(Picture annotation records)

================================

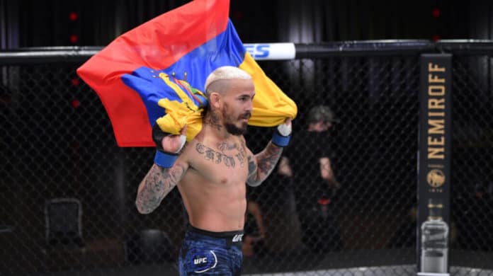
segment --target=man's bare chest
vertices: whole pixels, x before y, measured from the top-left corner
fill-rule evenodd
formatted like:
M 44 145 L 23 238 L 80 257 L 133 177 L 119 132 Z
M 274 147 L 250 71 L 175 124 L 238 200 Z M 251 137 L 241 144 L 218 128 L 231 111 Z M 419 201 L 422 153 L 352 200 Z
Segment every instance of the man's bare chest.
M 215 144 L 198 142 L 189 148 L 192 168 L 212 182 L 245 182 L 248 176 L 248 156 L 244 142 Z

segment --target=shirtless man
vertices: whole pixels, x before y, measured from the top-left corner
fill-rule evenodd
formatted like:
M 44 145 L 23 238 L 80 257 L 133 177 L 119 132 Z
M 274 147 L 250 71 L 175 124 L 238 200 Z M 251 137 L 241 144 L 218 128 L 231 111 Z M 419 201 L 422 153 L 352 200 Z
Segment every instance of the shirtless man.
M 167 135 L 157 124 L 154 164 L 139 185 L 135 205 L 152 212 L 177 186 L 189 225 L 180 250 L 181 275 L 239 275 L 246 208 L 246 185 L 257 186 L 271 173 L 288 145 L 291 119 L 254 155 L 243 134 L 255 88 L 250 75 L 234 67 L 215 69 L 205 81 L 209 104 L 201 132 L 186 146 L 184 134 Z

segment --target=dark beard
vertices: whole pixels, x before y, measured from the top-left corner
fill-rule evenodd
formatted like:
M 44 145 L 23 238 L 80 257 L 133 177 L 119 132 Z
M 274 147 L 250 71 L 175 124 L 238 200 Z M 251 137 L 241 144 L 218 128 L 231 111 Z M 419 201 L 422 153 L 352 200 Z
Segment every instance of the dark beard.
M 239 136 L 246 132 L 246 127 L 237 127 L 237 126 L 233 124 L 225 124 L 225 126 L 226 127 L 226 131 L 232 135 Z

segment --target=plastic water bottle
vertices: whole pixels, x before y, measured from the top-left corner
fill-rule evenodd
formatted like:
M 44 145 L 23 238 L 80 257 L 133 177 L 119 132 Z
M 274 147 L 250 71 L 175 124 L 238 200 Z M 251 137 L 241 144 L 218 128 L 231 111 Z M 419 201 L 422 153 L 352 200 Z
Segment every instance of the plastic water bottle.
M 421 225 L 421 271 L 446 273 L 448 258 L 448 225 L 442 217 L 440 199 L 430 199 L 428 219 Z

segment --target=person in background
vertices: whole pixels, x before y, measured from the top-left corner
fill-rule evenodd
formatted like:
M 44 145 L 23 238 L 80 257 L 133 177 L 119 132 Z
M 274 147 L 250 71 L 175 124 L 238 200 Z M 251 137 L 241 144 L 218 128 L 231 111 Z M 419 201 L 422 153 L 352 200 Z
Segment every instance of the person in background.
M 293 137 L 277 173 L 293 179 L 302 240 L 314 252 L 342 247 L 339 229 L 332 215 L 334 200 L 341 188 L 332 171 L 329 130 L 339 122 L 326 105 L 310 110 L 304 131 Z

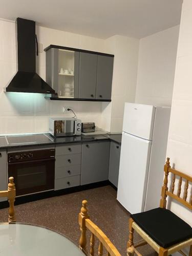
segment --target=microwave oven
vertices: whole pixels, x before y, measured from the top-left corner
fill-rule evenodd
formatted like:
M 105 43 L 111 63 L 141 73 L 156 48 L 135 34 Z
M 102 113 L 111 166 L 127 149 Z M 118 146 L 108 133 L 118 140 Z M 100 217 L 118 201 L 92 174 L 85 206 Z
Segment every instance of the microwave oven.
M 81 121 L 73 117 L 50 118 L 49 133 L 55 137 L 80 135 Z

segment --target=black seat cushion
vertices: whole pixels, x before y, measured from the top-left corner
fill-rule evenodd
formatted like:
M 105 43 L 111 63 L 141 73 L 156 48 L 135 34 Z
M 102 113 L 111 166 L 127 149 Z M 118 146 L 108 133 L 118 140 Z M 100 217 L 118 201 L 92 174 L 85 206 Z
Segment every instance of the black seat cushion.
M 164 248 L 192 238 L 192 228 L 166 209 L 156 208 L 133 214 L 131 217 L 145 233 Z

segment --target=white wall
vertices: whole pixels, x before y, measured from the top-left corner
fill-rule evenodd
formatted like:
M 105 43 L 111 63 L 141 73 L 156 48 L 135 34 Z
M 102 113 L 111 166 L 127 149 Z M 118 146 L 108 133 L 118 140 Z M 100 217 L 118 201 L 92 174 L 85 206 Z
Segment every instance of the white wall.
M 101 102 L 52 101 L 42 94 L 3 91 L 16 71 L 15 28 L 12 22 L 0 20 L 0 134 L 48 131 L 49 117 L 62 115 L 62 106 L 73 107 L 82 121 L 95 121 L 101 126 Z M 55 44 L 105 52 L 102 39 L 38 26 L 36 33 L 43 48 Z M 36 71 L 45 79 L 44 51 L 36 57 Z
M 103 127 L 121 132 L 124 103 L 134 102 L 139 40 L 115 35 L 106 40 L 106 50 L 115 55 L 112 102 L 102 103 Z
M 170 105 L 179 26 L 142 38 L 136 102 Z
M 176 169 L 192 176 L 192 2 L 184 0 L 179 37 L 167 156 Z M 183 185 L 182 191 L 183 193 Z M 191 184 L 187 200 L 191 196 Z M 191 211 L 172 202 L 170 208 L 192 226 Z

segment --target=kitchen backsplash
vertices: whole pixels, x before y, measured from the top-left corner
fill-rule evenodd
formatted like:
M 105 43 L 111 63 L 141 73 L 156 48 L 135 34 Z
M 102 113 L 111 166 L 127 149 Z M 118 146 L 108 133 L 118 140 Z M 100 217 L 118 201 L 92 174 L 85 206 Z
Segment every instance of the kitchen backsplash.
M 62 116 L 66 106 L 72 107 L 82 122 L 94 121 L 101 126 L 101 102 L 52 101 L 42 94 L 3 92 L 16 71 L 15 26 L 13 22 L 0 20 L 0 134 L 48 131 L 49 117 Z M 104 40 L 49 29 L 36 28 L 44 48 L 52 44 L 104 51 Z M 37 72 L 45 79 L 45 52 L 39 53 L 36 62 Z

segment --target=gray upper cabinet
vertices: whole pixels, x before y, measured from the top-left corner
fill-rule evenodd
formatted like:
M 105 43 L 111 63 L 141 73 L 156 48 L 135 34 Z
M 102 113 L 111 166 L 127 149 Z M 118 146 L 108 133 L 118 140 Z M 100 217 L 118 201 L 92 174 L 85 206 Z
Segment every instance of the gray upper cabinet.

================================

:: Given task ::
Copy out every line of the data above word for word, leaving out the pictures.

:: The reply ::
segment --target=man's bare chest
vertices: whole pixels, x before y, measured from the top-left corner
fill-rule evenodd
formatted like:
M 44 145 L 23 238 L 80 257 L 133 177 L 119 132 Z
M 274 147 L 250 71 L 175 124 L 238 200 Z M 251 137 L 241 144 L 218 128 L 231 111 Z M 419 201 L 422 153 L 352 200 Z
Segment every instance of the man's bare chest.
M 215 144 L 198 142 L 189 148 L 192 168 L 212 182 L 245 182 L 248 176 L 248 156 L 244 142 Z

segment --target=shirtless man
vertices: whole pixels, x before y, measured from the top-left corner
fill-rule evenodd
formatted like:
M 44 145 L 23 238 L 80 257 L 133 177 L 119 132 Z
M 274 147 L 250 71 L 175 124 L 238 200 Z M 251 137 L 241 144 L 218 128 L 231 111 Z M 419 201 L 422 153 L 352 200 Z
Segment every instance of the shirtless man.
M 167 135 L 157 124 L 154 164 L 139 185 L 135 205 L 152 212 L 177 186 L 189 225 L 180 250 L 181 275 L 239 275 L 246 208 L 246 185 L 257 186 L 271 173 L 288 145 L 291 119 L 254 155 L 243 134 L 255 88 L 250 75 L 234 67 L 215 69 L 205 81 L 209 104 L 201 132 L 186 146 L 184 134 Z

segment --target=dark beard
vertices: whole pixels, x before y, measured from the top-left corner
fill-rule evenodd
formatted like:
M 44 145 L 23 238 L 80 257 L 133 177 L 119 132 Z
M 274 147 L 250 71 L 175 124 L 238 200 Z M 251 137 L 241 144 L 218 128 L 231 111 Z M 419 201 L 422 153 L 352 200 Z
Segment every instance of the dark beard.
M 239 136 L 246 132 L 246 127 L 237 127 L 237 126 L 233 124 L 225 124 L 225 126 L 226 127 L 226 131 L 232 135 Z

segment --target=plastic water bottle
vertices: whole pixels, x before y, measured from the top-left corner
fill-rule evenodd
formatted like:
M 44 145 L 23 238 L 80 257 L 133 177 L 119 132 Z
M 274 147 L 250 71 L 175 124 L 238 200 Z M 251 137 L 241 144 L 218 128 L 231 111 Z M 419 201 L 422 153 L 352 200 Z
Segment every instance of the plastic water bottle.
M 421 225 L 421 271 L 446 273 L 448 258 L 448 225 L 442 217 L 440 199 L 430 199 L 428 219 Z

segment --target=person in background
vertices: whole pixels, x before y, measured from the top-left corner
fill-rule evenodd
formatted like:
M 44 145 L 23 238 L 80 257 L 133 177 L 119 132 Z
M 274 147 L 250 71 L 175 124 L 238 200 Z M 251 137 L 241 144 L 218 128 L 231 111 Z M 419 201 L 422 153 L 352 200 Z
Segment every instance of the person in background.
M 293 137 L 277 173 L 293 179 L 302 240 L 314 252 L 342 247 L 339 229 L 332 215 L 334 200 L 341 188 L 332 171 L 329 130 L 339 122 L 326 105 L 310 110 L 304 131 Z

segment --target=microwave oven
vertices: whole pixels, x before y, measured from the top-left corner
fill-rule evenodd
formatted like:
M 105 43 L 111 63 L 141 73 L 156 48 L 135 34 Z
M 102 113 L 111 166 L 127 149 Z M 118 146 L 108 133 L 118 140 Z M 100 217 L 118 201 L 92 174 L 85 206 Z
Segment every instance of the microwave oven.
M 81 121 L 73 117 L 50 118 L 49 133 L 55 137 L 80 135 Z

segment --target=black seat cushion
vertices: whole pixels, x before y, measured from the top-left corner
fill-rule evenodd
formatted like:
M 105 43 L 111 63 L 141 73 L 156 48 L 135 34 Z
M 102 113 L 111 166 L 127 149 Z M 118 146 L 108 133 L 118 140 Z M 100 217 L 118 201 L 92 174 L 85 206 Z
Segment every instance of the black seat cushion.
M 164 248 L 192 238 L 192 228 L 166 209 L 156 208 L 133 214 L 131 217 L 145 233 Z

segment --target=white wall
vertices: whole pixels, x before y, measured from the top-left corner
fill-rule evenodd
formatted like:
M 105 43 L 111 63 L 141 73 L 156 48 L 135 34 Z
M 102 113 L 111 166 L 127 149 Z M 118 146 L 108 133 L 118 140 Z M 100 217 L 118 201 L 92 174 L 85 206 Z
Segment every instance of the white wall.
M 101 102 L 52 101 L 42 94 L 3 91 L 16 71 L 15 28 L 12 22 L 0 20 L 0 134 L 48 131 L 49 117 L 62 115 L 62 106 L 73 107 L 82 121 L 95 121 L 101 126 Z M 55 44 L 105 52 L 102 39 L 38 26 L 36 33 L 43 48 Z M 36 71 L 45 79 L 44 51 L 36 57 Z
M 103 127 L 121 132 L 124 103 L 134 102 L 139 40 L 115 35 L 106 40 L 106 50 L 115 55 L 112 102 L 102 103 Z
M 170 105 L 179 26 L 142 38 L 136 102 Z
M 176 169 L 192 176 L 192 2 L 184 0 L 179 37 L 167 156 Z M 183 185 L 182 191 L 183 193 Z M 191 184 L 187 200 L 191 196 Z M 191 211 L 172 202 L 170 208 L 192 226 Z

segment --target=kitchen backsplash
vertices: whole pixels, x before y, measured from the top-left corner
fill-rule evenodd
formatted like:
M 105 43 L 111 63 L 141 73 L 156 48 L 135 34 Z
M 102 113 L 111 166 L 127 149 Z M 118 146 L 108 133 L 118 140 Z M 100 217 L 118 201 L 92 174 L 85 206 Z
Segment every instance of the kitchen backsplash.
M 62 116 L 66 106 L 72 107 L 82 122 L 94 121 L 101 126 L 101 102 L 52 101 L 42 94 L 3 92 L 16 71 L 15 26 L 13 22 L 0 20 L 0 134 L 48 131 L 49 117 Z M 104 40 L 49 29 L 36 28 L 44 48 L 52 44 L 104 51 Z M 37 72 L 45 79 L 45 52 L 39 53 L 36 62 Z

segment --target=gray upper cabinet
vertices: whole pixels, x before y, measured from the top-left corner
fill-rule evenodd
formatted like:
M 105 43 L 111 63 L 141 73 L 156 48 L 135 34 Z
M 102 113 L 111 166 L 127 149 Z M 118 146 L 108 133 L 118 140 Z M 100 217 L 118 201 L 92 174 L 85 206 Z
Segment every instance of the gray upper cabinet.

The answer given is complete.